(Object location annotation data)

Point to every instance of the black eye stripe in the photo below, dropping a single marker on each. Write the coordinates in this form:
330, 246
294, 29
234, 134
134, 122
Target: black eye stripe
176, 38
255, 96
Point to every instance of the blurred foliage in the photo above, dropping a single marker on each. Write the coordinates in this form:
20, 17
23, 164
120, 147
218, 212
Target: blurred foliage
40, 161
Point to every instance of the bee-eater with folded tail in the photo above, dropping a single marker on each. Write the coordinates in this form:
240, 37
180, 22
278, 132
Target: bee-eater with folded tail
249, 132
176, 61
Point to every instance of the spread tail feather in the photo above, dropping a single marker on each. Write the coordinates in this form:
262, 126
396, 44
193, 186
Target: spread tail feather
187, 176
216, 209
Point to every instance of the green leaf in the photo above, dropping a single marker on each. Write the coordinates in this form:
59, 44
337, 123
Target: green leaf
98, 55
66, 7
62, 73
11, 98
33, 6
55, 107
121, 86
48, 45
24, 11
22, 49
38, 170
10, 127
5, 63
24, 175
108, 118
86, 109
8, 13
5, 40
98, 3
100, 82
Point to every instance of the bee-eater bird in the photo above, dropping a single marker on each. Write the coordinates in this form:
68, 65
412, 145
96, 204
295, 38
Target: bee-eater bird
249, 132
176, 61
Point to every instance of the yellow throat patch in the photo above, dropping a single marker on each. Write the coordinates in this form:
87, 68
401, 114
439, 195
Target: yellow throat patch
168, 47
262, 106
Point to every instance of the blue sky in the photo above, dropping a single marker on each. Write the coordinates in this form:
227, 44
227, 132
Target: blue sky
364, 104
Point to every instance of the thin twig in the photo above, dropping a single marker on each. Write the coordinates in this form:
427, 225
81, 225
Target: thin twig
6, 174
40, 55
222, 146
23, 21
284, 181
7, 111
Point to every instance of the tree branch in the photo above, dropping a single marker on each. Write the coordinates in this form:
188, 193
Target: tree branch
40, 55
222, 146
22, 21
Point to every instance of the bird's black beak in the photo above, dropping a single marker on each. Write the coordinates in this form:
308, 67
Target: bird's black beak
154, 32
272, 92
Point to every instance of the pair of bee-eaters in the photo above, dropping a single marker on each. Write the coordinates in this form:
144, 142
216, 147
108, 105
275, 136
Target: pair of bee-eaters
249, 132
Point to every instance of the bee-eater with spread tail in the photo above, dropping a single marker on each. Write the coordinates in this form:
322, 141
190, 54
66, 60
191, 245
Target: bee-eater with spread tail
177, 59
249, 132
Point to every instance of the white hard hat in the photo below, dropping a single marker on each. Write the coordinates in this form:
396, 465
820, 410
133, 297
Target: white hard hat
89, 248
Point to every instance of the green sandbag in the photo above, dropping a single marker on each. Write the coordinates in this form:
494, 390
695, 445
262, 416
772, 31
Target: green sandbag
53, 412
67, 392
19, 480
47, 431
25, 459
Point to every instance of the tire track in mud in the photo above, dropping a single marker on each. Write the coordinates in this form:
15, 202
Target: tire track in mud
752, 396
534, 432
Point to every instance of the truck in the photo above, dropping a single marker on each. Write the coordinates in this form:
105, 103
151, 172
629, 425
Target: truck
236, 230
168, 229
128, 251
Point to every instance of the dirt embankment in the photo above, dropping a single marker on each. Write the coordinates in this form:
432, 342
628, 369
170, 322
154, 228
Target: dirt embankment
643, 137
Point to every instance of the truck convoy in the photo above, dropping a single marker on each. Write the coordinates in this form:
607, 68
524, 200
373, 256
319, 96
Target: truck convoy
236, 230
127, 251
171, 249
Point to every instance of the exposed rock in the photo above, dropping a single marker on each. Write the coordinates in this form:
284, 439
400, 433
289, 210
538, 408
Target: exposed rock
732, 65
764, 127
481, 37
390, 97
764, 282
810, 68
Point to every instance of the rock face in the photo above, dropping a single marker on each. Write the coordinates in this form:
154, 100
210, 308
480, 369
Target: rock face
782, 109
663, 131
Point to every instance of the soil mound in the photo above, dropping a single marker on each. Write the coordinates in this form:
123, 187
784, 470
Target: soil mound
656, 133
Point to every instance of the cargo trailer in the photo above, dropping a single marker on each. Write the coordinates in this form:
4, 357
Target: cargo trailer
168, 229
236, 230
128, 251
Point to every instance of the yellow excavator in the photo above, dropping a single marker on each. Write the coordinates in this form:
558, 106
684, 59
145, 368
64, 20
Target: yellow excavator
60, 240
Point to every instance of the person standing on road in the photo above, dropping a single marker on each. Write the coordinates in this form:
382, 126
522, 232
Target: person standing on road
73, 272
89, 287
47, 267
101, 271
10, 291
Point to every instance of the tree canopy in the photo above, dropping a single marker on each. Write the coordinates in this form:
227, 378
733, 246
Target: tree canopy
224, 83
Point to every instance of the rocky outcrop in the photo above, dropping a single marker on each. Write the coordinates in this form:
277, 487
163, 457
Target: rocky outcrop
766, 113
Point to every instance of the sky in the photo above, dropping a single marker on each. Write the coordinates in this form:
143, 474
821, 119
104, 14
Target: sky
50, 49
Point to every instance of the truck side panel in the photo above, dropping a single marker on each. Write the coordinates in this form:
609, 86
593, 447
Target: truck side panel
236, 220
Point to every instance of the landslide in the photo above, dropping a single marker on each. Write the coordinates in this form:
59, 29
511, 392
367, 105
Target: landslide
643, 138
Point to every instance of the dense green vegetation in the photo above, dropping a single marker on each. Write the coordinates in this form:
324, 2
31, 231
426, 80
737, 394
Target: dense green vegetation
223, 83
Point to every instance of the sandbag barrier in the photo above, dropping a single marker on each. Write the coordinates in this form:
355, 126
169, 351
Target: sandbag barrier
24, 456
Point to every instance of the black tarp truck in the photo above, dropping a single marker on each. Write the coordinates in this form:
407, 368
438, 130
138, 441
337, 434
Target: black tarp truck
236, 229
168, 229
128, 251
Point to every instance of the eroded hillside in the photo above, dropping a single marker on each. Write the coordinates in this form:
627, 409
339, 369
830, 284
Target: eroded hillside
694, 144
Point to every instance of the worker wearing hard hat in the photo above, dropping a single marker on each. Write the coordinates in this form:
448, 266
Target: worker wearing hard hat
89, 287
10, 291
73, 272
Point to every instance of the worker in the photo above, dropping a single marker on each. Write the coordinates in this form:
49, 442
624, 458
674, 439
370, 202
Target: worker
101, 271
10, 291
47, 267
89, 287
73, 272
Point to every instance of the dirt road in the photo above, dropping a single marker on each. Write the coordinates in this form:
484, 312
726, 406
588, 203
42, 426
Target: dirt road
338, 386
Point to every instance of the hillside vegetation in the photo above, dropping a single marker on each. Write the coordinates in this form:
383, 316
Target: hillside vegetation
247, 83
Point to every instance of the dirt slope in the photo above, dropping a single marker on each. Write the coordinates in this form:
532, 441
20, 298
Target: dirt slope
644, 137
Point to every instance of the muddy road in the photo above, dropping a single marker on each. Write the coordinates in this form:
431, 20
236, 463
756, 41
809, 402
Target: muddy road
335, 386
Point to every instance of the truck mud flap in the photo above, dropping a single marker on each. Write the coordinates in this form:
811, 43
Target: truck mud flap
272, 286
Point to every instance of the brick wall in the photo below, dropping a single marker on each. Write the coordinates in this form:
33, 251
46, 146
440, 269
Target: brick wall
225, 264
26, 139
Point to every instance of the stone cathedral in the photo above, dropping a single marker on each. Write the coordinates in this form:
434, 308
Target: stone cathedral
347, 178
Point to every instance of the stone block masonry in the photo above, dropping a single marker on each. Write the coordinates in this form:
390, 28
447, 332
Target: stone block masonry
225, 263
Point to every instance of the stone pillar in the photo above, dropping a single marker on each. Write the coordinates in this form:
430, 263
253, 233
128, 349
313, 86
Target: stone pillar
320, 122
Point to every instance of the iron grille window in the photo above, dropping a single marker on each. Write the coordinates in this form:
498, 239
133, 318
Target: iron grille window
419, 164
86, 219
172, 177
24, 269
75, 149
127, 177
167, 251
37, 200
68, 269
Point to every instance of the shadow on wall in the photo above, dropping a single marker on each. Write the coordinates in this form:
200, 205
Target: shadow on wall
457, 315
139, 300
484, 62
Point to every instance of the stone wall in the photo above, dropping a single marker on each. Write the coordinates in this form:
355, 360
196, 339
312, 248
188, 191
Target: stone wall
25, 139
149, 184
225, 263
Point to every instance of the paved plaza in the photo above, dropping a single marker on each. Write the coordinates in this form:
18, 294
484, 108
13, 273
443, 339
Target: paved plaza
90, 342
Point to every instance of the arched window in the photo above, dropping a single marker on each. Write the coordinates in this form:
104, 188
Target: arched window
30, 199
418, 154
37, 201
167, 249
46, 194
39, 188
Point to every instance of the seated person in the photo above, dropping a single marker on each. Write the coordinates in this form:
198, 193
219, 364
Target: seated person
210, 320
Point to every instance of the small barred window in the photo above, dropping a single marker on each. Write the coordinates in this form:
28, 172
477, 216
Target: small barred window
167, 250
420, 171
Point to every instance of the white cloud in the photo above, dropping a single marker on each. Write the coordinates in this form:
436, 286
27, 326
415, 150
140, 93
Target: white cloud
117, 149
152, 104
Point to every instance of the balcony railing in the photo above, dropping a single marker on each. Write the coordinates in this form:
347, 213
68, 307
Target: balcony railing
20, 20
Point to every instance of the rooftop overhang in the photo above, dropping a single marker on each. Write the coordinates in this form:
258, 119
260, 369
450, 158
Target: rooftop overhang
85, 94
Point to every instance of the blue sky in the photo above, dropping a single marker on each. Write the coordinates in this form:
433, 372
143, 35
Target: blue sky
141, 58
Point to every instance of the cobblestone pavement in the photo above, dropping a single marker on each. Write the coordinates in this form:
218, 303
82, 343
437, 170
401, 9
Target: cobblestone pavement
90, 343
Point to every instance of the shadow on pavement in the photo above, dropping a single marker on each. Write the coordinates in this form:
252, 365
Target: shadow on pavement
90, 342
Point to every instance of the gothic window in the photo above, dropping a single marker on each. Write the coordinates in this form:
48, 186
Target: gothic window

→ **EXERCISE BRIEF**
Only the lines from the one that contains "Point to every instance of the rooftop" to the end of the data should be output, exactly as they appear.

→ **FINAL ANSWER**
Point to every instance of the rooftop overhang in the photo above, dropping a single marker on each. Write the coordinates in this form:
258, 119
260, 369
450, 158
Target: rooftop overhang
85, 94
Point to every instance of the blue sky in the photo above, dropping a single marker on each. Write the coordinates in this form:
433, 372
143, 35
Target: blue sky
141, 58
Point to every instance of the cobblestone pavement in the photo above, dropping a single marker on each. Write the coordinates in this form:
218, 303
82, 343
437, 170
401, 9
Target: cobblestone pavement
90, 343
Point to every instance of the shadow on pavement in the photo above, dropping a single marker on each. Write the coordinates in this form:
252, 365
Target: shadow on pavement
90, 342
Point to every instance of the gothic window in the photo above, dropping a single marker on each. Write the coordinates in this form:
48, 186
Target: gothic window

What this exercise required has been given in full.